# SHORT TASK
Copy out the records below line for line, with no change to any character.

Point annotation dataset records
========================================================================
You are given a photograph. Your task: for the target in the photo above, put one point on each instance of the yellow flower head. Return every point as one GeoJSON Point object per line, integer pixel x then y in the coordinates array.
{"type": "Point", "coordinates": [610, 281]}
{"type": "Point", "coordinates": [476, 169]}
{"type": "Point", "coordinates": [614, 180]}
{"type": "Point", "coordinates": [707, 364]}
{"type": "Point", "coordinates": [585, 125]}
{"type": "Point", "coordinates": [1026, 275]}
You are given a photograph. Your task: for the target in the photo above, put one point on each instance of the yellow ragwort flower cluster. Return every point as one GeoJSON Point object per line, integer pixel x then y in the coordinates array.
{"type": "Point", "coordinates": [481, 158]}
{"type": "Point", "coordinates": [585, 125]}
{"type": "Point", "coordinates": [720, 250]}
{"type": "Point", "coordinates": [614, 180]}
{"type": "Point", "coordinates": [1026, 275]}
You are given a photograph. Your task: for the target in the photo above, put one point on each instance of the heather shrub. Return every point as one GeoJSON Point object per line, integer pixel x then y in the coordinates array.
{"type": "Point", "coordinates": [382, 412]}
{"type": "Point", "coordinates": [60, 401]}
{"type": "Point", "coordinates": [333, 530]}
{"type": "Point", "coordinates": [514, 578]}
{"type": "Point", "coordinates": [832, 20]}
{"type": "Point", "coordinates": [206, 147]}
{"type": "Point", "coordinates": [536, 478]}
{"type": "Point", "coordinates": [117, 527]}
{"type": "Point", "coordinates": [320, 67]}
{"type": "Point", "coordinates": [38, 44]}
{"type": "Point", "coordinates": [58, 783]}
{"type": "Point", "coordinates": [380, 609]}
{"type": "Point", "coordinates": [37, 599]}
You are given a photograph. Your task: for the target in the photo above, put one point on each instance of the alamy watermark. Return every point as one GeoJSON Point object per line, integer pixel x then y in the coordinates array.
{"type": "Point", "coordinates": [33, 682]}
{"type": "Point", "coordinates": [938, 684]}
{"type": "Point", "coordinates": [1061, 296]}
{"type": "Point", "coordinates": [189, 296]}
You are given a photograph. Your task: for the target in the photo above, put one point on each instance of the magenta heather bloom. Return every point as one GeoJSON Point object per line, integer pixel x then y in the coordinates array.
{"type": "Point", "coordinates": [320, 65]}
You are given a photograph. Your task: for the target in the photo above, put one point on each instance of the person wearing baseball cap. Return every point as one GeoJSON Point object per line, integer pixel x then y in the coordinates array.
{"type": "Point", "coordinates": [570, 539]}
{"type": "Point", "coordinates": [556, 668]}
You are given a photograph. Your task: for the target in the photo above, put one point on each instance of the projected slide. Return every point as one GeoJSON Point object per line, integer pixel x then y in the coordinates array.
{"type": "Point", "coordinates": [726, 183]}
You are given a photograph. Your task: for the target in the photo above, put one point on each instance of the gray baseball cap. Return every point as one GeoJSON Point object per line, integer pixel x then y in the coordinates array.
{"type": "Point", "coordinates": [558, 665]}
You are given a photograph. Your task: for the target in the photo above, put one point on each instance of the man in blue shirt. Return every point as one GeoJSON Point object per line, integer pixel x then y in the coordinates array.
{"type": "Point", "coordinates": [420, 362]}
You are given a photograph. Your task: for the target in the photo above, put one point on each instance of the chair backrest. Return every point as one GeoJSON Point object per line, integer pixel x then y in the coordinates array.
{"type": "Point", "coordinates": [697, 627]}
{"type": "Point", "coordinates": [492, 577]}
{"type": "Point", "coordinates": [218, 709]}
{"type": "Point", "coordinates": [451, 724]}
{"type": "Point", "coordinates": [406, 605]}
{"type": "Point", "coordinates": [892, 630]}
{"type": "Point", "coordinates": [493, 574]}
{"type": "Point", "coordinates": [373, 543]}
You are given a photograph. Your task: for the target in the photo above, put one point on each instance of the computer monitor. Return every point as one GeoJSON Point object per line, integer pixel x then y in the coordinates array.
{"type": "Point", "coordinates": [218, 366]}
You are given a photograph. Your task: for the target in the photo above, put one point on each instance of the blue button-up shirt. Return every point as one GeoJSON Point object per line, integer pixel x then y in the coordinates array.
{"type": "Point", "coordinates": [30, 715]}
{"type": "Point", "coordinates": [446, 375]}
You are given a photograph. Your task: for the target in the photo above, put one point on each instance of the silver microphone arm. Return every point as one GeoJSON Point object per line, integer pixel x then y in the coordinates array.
========================================================================
# OUTPUT OF THE TASK
You are given a photograph. Your task: for the target in the photo above, put one point on each instance of the yellow flower head. Return every point as one GeoJSON Point object per line, integer pixel x then y in the coordinates array.
{"type": "Point", "coordinates": [610, 281]}
{"type": "Point", "coordinates": [476, 169]}
{"type": "Point", "coordinates": [614, 180]}
{"type": "Point", "coordinates": [707, 364]}
{"type": "Point", "coordinates": [585, 125]}
{"type": "Point", "coordinates": [1026, 275]}
You are given a photograph. Your task: for the target in the photo above, put one point on each instance of the yellow ragwort flower cluster. Return every point as one GeoJSON Point object per line, integer pixel x then y in the coordinates array.
{"type": "Point", "coordinates": [481, 158]}
{"type": "Point", "coordinates": [585, 125]}
{"type": "Point", "coordinates": [720, 250]}
{"type": "Point", "coordinates": [614, 180]}
{"type": "Point", "coordinates": [1026, 275]}
You are given a photograph. Your task: for the target in the photo above, put one point on each instance of the heather shrub. Return every point as one GeoJSON Point object per line, integer pixel x then y in the coordinates array.
{"type": "Point", "coordinates": [382, 412]}
{"type": "Point", "coordinates": [60, 401]}
{"type": "Point", "coordinates": [333, 530]}
{"type": "Point", "coordinates": [514, 578]}
{"type": "Point", "coordinates": [832, 20]}
{"type": "Point", "coordinates": [206, 147]}
{"type": "Point", "coordinates": [536, 478]}
{"type": "Point", "coordinates": [117, 527]}
{"type": "Point", "coordinates": [320, 67]}
{"type": "Point", "coordinates": [38, 44]}
{"type": "Point", "coordinates": [58, 783]}
{"type": "Point", "coordinates": [380, 609]}
{"type": "Point", "coordinates": [37, 599]}
You are given a photograph. Your task: for the target in the photo above, put one point on each instance of the alamy watermark. Return every point as one GeoJSON Point object per line, integer pixel x then y in the coordinates array.
{"type": "Point", "coordinates": [33, 682]}
{"type": "Point", "coordinates": [938, 684]}
{"type": "Point", "coordinates": [1061, 296]}
{"type": "Point", "coordinates": [189, 296]}
You are given a photograph. Your task: for the target in the photo above, put one point on each instance of the magenta heather bloom. Return every point as one GeoJSON Point object per line, integer pixel x then y in the coordinates array.
{"type": "Point", "coordinates": [320, 65]}
You are given a photograph. Your task: for the target in the photo above, put one point on each instance of the person wearing baseball cap. Return every point as one GeoJSON Point object per line, integer pixel x then y in the coordinates array.
{"type": "Point", "coordinates": [570, 539]}
{"type": "Point", "coordinates": [556, 668]}
You are given a photograph. Your task: for the target in the photo above, put one point on each instance of the projected slide. Return every point as one GeoJSON Point object per line, integer pixel x then y in the coordinates array.
{"type": "Point", "coordinates": [726, 183]}
You are given a photograph. Your task: for the target in the photo above, put one point on each instance of the gray baseball cap. Return every point as one GeoJSON Point object per line, integer pixel x then y in the coordinates array.
{"type": "Point", "coordinates": [558, 665]}
You are given a photograph. Your task: for the target in the photo above, put one point on each instance of the man in blue shirt. Return every point as one GeoJSON Point object per line, integer pixel x then y in the coordinates array.
{"type": "Point", "coordinates": [420, 362]}
You are given a photograph. Your task: for the target in the photo above, put one point on each instance of the chair backrest. Return every point as one GeoJSON Point object per line, integer pixel x then y in the coordinates array.
{"type": "Point", "coordinates": [697, 627]}
{"type": "Point", "coordinates": [492, 577]}
{"type": "Point", "coordinates": [218, 709]}
{"type": "Point", "coordinates": [451, 724]}
{"type": "Point", "coordinates": [406, 605]}
{"type": "Point", "coordinates": [892, 630]}
{"type": "Point", "coordinates": [493, 574]}
{"type": "Point", "coordinates": [373, 543]}
You are given a photograph. Your task: for the target in the photo above, put one point on each instance of the computer monitor. Return every point as one GeoJSON Point object per line, integer pixel x then y in the coordinates array.
{"type": "Point", "coordinates": [218, 366]}
You are given a photograph. Your task: for the target in the photo above, put one point on each instance of the blue button-up shirt. Return every point as one GeoJSON Point object per line, integer pixel x then y in the coordinates array.
{"type": "Point", "coordinates": [30, 715]}
{"type": "Point", "coordinates": [446, 375]}
You are given a photograph. Your task: for the target in the photo above, put one point on each instance of the silver microphone arm. Return every point as one GeoJSON Point object per line, integer pixel x then y in the coordinates array.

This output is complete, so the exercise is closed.